TEXT SHOWN |
*****
# I have to get rid of this Cichild urgently - Please advise



## tempeste (Sep 24, 2009)

I have a 50 Litre tank

I have a betta which I love -

I also have 4 Black Phantoms and 2 bristle nose catfish and 1 sucking catfish and 3 ghost catfish - i think that's right 

I visited an aquarium lately and was told that the fish I got would be okay with my others.

He said the fish was called a PRINCESS?

I went home and looked it up to find nothing.

My betta and him didnt get along at all.

I ended up going back and they said the guy shouldnt of sold it to me and that it was a baby Cichild

He showed me what they looked like when they were fully grown and I nearly fainted.

My poor betta 

He is now attacking the Black Phantoms I thnk.

I would love to get rid of him tonight.

He looks kind of evil and mean lol

What should I do?

I dont really have anyone to discuss this with so here I am.....


----------



## Norcalmike (Feb 10, 2009)

You should of returned it.


----------



## Isis24 (Dec 10, 2008)

Can you put the betta in something else until you return the mean fish? A wide vase or a very large bowl (covered!) should work. Even a big pot would work. The betta would be fine there, but I don't think the tetras would. What does this mean fish look like?


----------



## tempeste (Sep 24, 2009)

it is a PRINCESS CICHILD

It is attacking my Black Phantoms now.

Will it survive til tommorow night in a small or medium unfiltered, unheated bowl?

It is even attacking my Catfish


----------



## tempeste (Sep 24, 2009)

it is a pale white colour


----------



## SinisterKisses (Feb 24, 2004)
*****
Excerpts from location labeling data
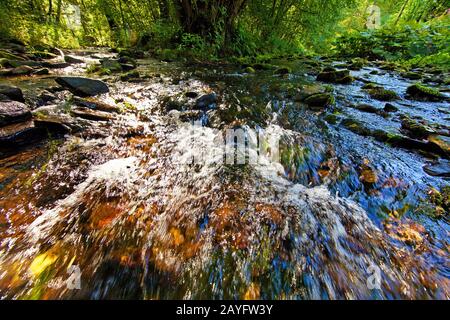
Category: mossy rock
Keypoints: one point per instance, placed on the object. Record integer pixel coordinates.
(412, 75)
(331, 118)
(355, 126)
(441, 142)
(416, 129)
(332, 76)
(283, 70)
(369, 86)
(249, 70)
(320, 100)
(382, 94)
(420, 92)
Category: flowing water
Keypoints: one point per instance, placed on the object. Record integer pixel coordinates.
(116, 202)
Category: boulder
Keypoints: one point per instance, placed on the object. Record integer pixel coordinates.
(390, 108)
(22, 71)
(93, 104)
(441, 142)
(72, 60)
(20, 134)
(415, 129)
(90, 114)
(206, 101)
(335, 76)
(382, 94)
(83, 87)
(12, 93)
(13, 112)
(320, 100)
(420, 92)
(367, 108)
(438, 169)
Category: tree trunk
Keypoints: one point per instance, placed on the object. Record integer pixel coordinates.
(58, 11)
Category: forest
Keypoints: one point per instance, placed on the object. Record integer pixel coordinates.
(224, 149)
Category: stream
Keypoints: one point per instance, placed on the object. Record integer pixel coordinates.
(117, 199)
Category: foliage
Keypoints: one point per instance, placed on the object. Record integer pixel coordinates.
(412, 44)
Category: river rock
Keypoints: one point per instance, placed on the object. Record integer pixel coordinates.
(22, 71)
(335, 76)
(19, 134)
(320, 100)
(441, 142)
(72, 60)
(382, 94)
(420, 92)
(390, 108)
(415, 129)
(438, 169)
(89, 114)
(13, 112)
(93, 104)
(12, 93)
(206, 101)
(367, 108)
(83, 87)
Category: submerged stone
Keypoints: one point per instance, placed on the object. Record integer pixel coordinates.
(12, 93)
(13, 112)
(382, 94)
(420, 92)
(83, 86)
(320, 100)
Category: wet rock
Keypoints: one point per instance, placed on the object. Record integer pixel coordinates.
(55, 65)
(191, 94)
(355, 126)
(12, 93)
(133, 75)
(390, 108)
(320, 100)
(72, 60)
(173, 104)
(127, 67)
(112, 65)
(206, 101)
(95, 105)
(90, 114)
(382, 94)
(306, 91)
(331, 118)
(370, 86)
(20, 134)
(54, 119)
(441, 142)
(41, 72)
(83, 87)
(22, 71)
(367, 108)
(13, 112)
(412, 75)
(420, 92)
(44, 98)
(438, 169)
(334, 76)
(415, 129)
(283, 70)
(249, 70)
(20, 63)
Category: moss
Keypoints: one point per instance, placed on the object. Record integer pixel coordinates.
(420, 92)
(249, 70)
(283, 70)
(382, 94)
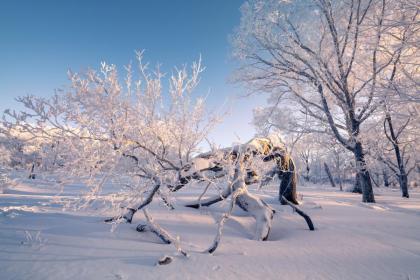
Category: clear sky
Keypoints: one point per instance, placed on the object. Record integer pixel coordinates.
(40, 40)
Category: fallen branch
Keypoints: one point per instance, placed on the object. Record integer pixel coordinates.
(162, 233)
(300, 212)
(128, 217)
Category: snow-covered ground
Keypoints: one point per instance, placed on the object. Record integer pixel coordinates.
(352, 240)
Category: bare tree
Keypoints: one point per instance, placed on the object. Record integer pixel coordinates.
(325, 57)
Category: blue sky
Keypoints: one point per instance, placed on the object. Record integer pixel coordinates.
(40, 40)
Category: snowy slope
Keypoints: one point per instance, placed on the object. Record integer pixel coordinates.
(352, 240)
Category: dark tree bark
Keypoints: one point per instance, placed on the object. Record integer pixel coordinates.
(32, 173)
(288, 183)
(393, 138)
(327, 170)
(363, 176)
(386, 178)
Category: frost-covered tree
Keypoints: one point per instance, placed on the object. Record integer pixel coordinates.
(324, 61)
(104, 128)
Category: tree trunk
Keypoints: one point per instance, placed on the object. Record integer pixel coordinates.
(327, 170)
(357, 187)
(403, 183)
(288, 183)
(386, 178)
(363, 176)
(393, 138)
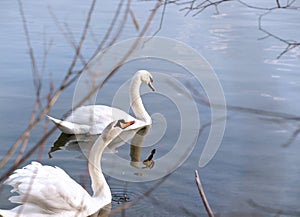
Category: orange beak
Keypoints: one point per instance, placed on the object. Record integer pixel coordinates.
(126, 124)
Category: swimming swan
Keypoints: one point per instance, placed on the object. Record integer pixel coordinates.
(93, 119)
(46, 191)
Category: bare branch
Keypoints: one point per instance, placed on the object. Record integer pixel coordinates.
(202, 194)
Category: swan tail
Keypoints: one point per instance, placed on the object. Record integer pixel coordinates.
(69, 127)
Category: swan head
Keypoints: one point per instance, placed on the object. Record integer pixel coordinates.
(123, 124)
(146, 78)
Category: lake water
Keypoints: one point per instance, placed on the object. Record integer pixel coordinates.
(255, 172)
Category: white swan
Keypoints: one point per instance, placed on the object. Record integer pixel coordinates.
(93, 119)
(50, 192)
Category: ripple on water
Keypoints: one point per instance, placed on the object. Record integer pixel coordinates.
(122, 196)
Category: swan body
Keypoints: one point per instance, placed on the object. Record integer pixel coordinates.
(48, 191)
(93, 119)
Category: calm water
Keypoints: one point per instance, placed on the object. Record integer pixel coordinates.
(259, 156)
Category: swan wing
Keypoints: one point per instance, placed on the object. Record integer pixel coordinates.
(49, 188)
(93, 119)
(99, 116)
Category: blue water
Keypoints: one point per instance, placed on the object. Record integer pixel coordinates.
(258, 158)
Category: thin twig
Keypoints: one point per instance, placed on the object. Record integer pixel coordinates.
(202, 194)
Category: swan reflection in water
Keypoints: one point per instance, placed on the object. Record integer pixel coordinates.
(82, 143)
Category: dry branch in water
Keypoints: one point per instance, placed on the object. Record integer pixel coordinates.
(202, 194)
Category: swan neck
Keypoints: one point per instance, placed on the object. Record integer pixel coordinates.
*****
REQUESTS |
1) Could you set down the stretch of the cichlid thread from "I visited an" through "to find nothing.", word for word?
2) What comes next in the cichlid thread? Write the following part, starting right after its last line.

ANSWERS FOR THIS EXERCISE |
1)
I visited an aquarium lately and was told that the fish I got would be okay with my others.

He said the fish was called a PRINCESS?

I went home and looked it up to find nothing.

2)
The only "princess" I know of is a Neolamprologus brichardi.

http://www.cichlid-forum.com/profiles/s ... hp?id=1601


----------



## BioG (Oct 12, 2008)

Yup and they're mean enough to kill everything you've got. If you had a breeding pair you'd be posting, wondering where your other fish had suddenly disappeared to. Generally at an LFS If you're not talking to the owner you're getting sketchy info. Sometimes even shop owners will misinform as they usually don't have time for tanks of their own and end up basing knowledge on how the fish behaves in store. In store, most fish are underfed,, to save money, usually less than mature, overcrowded and maybe even a little sick. Hardly in any condition to decide how aggressive/unaggressive they'll be at home.


----------



## BioG (Oct 12, 2008)

You can return him or cull him. If you cull you should kill before you flush, more humane. The LFS should at least give you a couple bucks for him though.


----------



## DeadFishFloating (Oct 9, 2007)

Is this the cichlid?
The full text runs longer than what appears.